[Region annotation entries]
::::
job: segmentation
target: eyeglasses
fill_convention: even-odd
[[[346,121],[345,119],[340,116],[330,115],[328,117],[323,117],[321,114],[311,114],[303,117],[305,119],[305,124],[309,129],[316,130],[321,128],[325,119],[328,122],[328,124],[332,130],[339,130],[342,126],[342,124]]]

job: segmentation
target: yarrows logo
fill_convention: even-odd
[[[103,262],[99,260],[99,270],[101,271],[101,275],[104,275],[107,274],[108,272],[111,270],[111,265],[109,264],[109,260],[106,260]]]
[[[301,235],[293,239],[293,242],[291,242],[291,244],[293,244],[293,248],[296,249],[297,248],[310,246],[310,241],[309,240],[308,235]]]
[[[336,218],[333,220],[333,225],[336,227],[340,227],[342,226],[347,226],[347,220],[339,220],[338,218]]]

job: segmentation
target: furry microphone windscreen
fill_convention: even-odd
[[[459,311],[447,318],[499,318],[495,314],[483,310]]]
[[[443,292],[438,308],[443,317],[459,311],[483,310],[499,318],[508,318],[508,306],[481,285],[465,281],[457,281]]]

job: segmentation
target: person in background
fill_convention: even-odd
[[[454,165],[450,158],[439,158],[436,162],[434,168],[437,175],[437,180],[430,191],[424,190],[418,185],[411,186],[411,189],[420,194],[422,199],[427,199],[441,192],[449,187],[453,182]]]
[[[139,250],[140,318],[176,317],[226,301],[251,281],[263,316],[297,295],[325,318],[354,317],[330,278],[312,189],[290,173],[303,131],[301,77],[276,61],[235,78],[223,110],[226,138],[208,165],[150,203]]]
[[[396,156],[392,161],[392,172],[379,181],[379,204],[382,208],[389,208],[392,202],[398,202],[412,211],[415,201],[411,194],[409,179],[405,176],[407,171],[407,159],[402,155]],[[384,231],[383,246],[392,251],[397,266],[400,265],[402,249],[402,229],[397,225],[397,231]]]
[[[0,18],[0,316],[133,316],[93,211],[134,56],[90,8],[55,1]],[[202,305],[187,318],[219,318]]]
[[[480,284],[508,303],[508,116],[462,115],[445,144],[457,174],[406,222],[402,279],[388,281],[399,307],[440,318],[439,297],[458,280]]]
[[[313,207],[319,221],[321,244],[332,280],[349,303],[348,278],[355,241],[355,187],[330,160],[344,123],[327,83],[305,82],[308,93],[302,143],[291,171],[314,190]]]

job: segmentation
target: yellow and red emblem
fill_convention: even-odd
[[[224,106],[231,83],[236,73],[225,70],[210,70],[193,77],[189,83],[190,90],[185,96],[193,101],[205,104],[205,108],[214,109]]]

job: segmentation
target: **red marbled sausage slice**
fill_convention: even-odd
::::
Count the lines in the entries above that contain the string "target". Reply with only the number.

Worked solution -> 6